• TASK DETAILS: Duplicate the lines from the one that contains "Sports replay analysis: pinpoint the woven" to the one that contains "(5, 189), (440, 665)", both included, with no changes.

============================================================

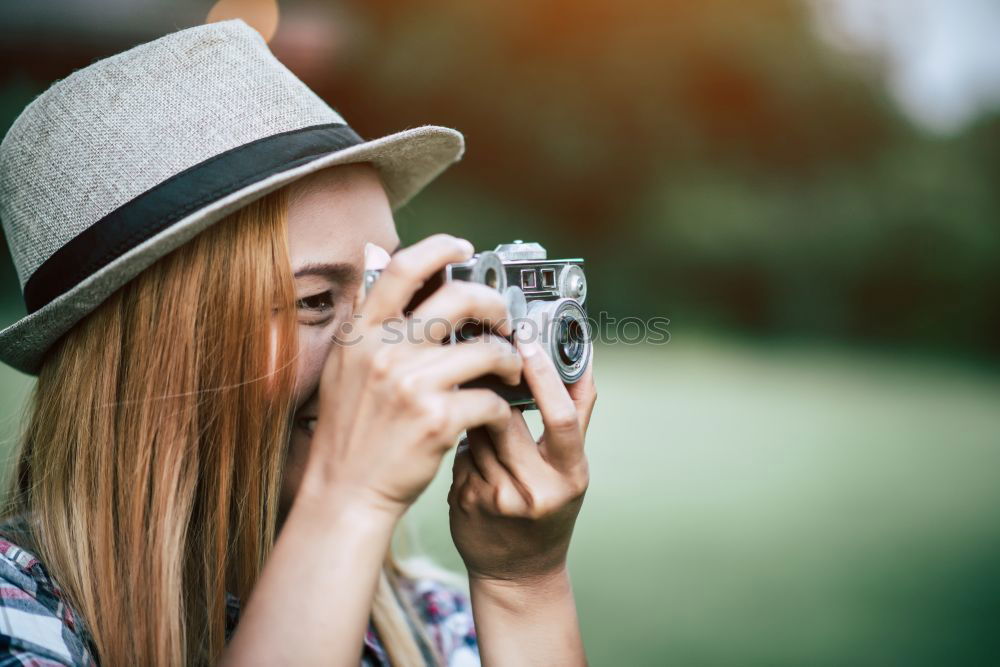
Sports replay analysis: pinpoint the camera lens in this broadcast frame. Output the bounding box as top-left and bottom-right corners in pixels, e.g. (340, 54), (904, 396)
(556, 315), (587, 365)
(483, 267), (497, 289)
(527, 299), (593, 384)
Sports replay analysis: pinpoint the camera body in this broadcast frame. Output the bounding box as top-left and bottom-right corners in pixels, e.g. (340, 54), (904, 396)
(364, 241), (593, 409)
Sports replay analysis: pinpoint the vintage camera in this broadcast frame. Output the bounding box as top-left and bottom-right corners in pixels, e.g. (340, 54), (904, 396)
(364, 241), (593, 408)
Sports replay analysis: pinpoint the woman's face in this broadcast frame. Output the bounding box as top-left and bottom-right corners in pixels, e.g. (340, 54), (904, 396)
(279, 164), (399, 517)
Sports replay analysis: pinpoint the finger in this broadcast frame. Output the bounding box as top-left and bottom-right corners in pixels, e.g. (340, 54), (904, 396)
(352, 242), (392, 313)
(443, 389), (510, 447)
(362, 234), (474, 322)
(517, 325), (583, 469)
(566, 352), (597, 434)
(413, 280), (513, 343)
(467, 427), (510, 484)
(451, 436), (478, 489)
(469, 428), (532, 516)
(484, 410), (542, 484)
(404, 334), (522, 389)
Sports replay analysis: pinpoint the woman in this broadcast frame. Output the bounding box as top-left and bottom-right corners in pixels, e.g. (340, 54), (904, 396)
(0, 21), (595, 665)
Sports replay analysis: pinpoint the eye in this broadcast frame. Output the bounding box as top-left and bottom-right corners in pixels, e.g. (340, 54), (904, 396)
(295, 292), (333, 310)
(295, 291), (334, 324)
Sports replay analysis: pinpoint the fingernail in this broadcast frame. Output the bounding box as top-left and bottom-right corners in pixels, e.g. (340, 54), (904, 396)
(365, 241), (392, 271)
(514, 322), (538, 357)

============================================================

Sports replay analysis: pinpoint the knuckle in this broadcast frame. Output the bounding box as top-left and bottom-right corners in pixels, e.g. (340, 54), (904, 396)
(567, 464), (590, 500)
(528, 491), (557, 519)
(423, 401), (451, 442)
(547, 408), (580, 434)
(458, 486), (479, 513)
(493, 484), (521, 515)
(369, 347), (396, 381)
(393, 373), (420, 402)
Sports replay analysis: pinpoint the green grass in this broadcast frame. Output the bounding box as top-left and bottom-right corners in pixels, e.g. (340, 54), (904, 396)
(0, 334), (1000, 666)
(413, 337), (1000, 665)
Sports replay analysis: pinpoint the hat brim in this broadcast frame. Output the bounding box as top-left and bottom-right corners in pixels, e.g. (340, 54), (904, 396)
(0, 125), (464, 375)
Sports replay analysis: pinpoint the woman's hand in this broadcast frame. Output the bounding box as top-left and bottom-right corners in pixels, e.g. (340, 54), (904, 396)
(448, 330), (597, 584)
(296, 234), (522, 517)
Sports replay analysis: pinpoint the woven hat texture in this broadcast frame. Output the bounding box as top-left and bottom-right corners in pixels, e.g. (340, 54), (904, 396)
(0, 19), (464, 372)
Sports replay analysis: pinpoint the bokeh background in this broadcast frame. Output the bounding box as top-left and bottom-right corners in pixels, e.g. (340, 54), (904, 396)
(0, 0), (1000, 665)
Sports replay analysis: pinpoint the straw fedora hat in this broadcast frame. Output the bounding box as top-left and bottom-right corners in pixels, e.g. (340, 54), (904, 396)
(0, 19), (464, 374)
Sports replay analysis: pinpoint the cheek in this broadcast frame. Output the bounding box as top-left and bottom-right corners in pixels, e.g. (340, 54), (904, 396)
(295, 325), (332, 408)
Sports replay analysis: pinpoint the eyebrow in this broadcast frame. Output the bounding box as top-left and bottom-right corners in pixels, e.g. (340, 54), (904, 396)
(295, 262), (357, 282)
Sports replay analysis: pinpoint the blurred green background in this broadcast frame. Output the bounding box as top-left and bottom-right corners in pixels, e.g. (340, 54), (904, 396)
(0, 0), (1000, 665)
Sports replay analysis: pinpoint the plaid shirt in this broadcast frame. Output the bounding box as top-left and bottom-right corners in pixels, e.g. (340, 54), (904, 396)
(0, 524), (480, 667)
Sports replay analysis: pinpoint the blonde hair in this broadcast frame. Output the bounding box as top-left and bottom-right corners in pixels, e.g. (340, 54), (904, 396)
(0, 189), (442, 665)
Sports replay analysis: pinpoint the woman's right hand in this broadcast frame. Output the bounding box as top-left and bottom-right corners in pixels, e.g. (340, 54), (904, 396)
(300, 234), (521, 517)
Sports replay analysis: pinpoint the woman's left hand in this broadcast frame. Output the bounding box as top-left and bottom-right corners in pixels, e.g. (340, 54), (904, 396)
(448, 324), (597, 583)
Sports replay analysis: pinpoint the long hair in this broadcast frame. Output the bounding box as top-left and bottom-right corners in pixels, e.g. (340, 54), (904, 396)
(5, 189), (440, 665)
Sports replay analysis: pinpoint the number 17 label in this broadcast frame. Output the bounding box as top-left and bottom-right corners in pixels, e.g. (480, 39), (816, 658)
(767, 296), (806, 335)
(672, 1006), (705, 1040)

============================================================

• ANSWER TO THE EXERCISE:
Sports replay analysis: pinpoint the woven hat texture in this broadcast frame. Output the bounding box as top-left and bottom-right corners in pixels, e.g. (340, 54), (904, 396)
(0, 19), (464, 372)
Sports replay analysis: pinpoint the bokeh background in this broadcast frame. Output the bounding box as top-left and bottom-right corners in pixels, e.g. (340, 54), (904, 396)
(0, 0), (1000, 665)
Sports replay analysis: pinpoint the straw fedora hat in this broadcast frame. Output the bounding box as top-left and bottom-right corners in pixels, e.g. (340, 54), (904, 396)
(0, 19), (464, 374)
Sports replay analysis: pinpoint the cheek in this broadcast frame. Output the bounding box as top-left and bottom-right corners in pixels, e.g. (340, 54), (904, 396)
(295, 325), (332, 408)
Sports replay analysis: pinpoint the eyebrow in this broadcast frame. Output the bounding box as top-left and bottom-right corners in pixels, e.g. (340, 54), (904, 396)
(295, 262), (357, 282)
Sports replay analysis: pinpoint the blurred green background in this broadcast frame. Output the bounding box as top-left and bottom-right corners in pixels, e.g. (340, 54), (904, 396)
(0, 0), (1000, 665)
Sports replay analysis: pinpoint the plaid shirt in this broadcast frame. Output the bounding box as top-left and bottom-right corners in pixels, e.g. (340, 54), (904, 396)
(0, 524), (480, 667)
Sports replay analysis: pinpoint the blonde hair in this broadcast frame. Output the bounding box as top-left and bottom-right corners in pixels, e.g. (340, 54), (904, 396)
(0, 189), (442, 665)
Sports replay analysis: pinpoint the woman's right hand in this broadcast frame. Output the bounding box as top-left and bottom-right corners in pixels, e.g. (340, 54), (904, 396)
(300, 234), (521, 517)
Sports replay analysis: pinpoint the woman's left hand in this broadcast frame. Output the bounding box as top-left and bottom-right corners in pixels, e.g. (340, 54), (904, 396)
(448, 324), (597, 583)
Sports replay analysis: pinpoint the long hair in this broadcast frame. Output the bounding box as top-left and bottom-right corners in pixels, e.g. (340, 54), (904, 396)
(5, 189), (440, 665)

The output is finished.